▸ **Supplied information**
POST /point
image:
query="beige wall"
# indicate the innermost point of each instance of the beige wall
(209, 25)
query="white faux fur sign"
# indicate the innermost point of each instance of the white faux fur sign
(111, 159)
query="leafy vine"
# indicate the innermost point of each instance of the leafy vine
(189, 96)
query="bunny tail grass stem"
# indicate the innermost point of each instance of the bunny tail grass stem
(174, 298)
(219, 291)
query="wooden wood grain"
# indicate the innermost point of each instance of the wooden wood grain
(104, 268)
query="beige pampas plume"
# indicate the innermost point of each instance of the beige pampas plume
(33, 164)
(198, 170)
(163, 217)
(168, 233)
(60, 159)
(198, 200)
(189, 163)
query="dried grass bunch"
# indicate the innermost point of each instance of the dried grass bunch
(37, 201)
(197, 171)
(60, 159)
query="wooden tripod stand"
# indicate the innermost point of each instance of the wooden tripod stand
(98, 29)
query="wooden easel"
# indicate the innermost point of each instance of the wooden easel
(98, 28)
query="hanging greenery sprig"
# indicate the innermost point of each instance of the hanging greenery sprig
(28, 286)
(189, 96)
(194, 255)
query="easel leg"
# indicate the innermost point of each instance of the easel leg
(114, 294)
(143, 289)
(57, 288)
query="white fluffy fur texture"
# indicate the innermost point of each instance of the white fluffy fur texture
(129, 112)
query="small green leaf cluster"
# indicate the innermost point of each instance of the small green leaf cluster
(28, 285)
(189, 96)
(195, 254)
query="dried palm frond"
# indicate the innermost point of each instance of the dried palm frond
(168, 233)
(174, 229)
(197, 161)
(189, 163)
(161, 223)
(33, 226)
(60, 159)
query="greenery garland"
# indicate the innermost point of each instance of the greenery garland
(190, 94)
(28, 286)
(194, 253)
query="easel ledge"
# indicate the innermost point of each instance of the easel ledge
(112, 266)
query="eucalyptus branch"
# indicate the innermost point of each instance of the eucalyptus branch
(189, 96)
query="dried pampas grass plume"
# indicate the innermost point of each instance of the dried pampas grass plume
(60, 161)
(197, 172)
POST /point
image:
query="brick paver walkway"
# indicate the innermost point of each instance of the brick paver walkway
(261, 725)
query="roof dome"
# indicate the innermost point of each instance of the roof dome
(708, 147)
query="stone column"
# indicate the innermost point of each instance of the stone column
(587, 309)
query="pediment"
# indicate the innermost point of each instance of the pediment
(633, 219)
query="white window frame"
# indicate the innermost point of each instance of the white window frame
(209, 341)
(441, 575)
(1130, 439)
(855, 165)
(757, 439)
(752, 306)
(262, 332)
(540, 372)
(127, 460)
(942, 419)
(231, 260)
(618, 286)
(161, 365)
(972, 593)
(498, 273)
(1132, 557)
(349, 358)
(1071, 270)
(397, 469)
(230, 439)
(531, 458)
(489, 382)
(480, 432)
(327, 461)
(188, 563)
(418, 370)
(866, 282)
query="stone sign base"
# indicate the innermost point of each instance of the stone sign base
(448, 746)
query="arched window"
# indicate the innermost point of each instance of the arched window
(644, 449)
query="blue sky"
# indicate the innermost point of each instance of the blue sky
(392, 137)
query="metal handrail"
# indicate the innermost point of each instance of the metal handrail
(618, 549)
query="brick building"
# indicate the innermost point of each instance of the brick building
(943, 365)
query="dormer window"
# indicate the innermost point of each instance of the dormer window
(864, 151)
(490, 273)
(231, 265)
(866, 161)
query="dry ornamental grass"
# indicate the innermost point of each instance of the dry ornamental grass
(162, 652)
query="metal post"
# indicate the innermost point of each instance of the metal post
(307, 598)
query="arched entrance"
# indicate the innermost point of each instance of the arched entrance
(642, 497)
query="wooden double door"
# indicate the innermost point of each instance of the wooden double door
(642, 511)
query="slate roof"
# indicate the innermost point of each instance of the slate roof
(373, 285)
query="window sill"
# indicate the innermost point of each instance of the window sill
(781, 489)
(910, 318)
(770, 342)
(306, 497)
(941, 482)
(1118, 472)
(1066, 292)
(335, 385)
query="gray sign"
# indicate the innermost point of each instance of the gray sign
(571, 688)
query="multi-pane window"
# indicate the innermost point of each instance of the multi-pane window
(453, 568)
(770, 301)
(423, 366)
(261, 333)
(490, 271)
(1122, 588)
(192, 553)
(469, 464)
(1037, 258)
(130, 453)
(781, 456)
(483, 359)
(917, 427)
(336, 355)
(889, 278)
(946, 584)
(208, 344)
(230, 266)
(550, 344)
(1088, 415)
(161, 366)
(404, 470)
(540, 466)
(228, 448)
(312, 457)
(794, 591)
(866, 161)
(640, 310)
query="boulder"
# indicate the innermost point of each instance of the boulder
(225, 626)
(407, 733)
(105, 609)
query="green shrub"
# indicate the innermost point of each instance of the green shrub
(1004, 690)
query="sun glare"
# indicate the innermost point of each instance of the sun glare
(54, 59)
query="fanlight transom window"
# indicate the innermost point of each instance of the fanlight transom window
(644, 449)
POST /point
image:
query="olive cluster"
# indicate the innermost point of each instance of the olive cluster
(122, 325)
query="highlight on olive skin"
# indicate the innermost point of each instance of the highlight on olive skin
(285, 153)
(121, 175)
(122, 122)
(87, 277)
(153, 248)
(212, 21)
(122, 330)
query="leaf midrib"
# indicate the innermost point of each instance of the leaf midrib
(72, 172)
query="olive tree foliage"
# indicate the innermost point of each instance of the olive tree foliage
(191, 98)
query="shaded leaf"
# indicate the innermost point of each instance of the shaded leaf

▸ **What this task involves**
Every entry must be retyped in full, exactly as given.

▸ **Answer to this problem**
POST /point
image:
query="beige wall"
# indicate the innermost point of each instance of the beige wall
(209, 25)
query="white faux fur sign"
# indicate the innermost point of each instance of the white faux fur sign
(111, 159)
query="leafy vine"
# indicate the innermost point of each instance of the leafy vine
(189, 96)
query="bunny tail grass stem"
# indicate the innermost point of each instance of the bunny tail grass stem
(174, 298)
(219, 291)
query="wooden wood grain"
# indicate the innermost point of each instance of the wooden wood grain
(104, 268)
query="beige pampas plume"
# indicate the innermost point of each instance of the beige pampas plume
(33, 164)
(198, 170)
(163, 217)
(168, 233)
(60, 159)
(198, 200)
(189, 163)
query="dried grass bunch"
# indicate the innermost point of each instance of the dried grass bunch
(37, 201)
(197, 171)
(60, 159)
query="wooden tripod stand"
# indicate the innermost point of each instance of the wooden tripod stand
(98, 29)
query="wooden easel"
# indicate the innermost point of each instance of the wooden easel
(98, 28)
query="hanging greenery sprig"
# indicate the innermost point of each instance of the hanging greenery sprig
(28, 286)
(189, 96)
(194, 255)
query="easel leg"
# indicate the innermost point of each instance of the easel leg
(114, 294)
(143, 289)
(57, 288)
query="white fluffy fur texture"
# indicate the innermost point of each instance of the white fluffy fur texture
(129, 112)
query="small green leaf cluster"
# indicate the innermost point of each instance of the small green leaf cluster
(28, 285)
(189, 96)
(195, 254)
query="dried palm frond"
# indicate the innermost point of each instance of the dried palm frond
(168, 233)
(174, 229)
(197, 161)
(189, 163)
(161, 223)
(33, 226)
(60, 159)
query="greenery garland"
# indicate the innermost point of each instance of the greenery garland
(190, 94)
(28, 286)
(194, 253)
query="easel ledge"
# indicate the innermost point of each instance of the easel ledge
(112, 266)
query="eucalyptus branch"
# indicate the innermost point of each instance of the eucalyptus branch
(189, 96)
query="dried pampas grass plume"
# indicate the innermost point of each instance of the dried pampas grass plume
(60, 161)
(197, 172)
POST /point
image:
query="brick paver walkway"
# indicate the innermost point of each instance of the brick paver walkway
(261, 725)
query="roof dome"
# indicate the innermost point of each instance of the roof dome
(708, 147)
query="stone column"
# indicate the innermost point of each instance of the stone column
(587, 309)
query="pediment"
# indicate the innermost point of each instance of the pediment
(633, 219)
query="white window frame"
# indicate the innermost point of each instance of the white window frame
(209, 341)
(441, 575)
(1130, 439)
(855, 165)
(757, 439)
(752, 306)
(262, 332)
(540, 372)
(127, 460)
(942, 419)
(231, 260)
(618, 286)
(161, 365)
(972, 593)
(498, 273)
(1132, 557)
(349, 358)
(1071, 270)
(397, 469)
(230, 439)
(531, 458)
(489, 382)
(480, 432)
(327, 461)
(188, 563)
(418, 370)
(866, 282)
query="stone sign base"
# indicate the innermost point of each instance of the stone sign base
(448, 746)
query="arched window"
# indicate the innermost point of each instance of the arched window
(644, 449)
query="blue sky"
# indicate the innermost point of each instance of the blue sky
(392, 137)
query="metal handrail"
# indicate the innermost point of each instance of the metal handrail
(618, 549)
query="brick building"
# indicate the innermost point of each instance of the brick building
(943, 365)
query="dormer window"
# indicate the innermost point of each instance of the dormer window
(864, 151)
(490, 273)
(231, 265)
(866, 161)
query="dry ornamental grass"
# indicate the innermost point of each instance of the dry ornamental grass
(162, 652)
query="metal post"
# indicate the innermost point of each instance of the metal post
(307, 598)
query="arched entrance"
# indicate the innermost point of each instance of the arched entrance
(642, 497)
query="wooden double door"
# indicate the innermost point of each instance of the wooden double door
(642, 511)
query="slate roof"
# indicate the innermost point of each instance of the slate roof
(373, 285)
query="window sill"
# indicate the innermost point of each instance of the window sill
(781, 489)
(910, 318)
(770, 342)
(306, 497)
(941, 482)
(1118, 472)
(1066, 292)
(335, 385)
query="gray sign"
# indicate the innermost point of each instance of the gray sign
(571, 688)
query="multi-pane window"
# indicate the innermost point of each instance of the multi-pane window
(453, 568)
(770, 301)
(423, 366)
(261, 333)
(490, 271)
(1122, 588)
(192, 553)
(469, 464)
(1037, 258)
(130, 453)
(781, 456)
(483, 359)
(917, 427)
(336, 355)
(889, 278)
(946, 584)
(208, 344)
(230, 266)
(550, 344)
(1088, 415)
(161, 366)
(404, 470)
(540, 466)
(228, 448)
(312, 457)
(794, 591)
(866, 161)
(640, 310)
query="boulder"
# indicate the innermost point of each instance of the boulder
(225, 626)
(407, 733)
(105, 609)
query="green shrub"
# indicate the innermost point of each instance of the green shrub
(1004, 690)
query="sun glare"
# indicate the innermost point of each instance of the sun glare
(54, 59)
query="fanlight transom window"
# indicate the innermost point of each instance of the fanlight transom window
(644, 449)
POST /point
image:
query="olive cluster"
# indicate the innermost point of each instance of the olive cluster
(122, 325)
query="highlight on olive skin"
# indicate the innermost point of each instance of the highlight on olive skin
(285, 153)
(121, 175)
(122, 122)
(87, 277)
(153, 248)
(212, 21)
(122, 330)
query="leaf midrib"
# indicate the innermost point of each instance of the leaf midrib
(72, 172)
query="olive tree foliage"
# indicate the innermost point of each instance of the olive tree foliage
(191, 98)
query="shaded leaf"
# indicate the innermost point of each instance of the shaded leaf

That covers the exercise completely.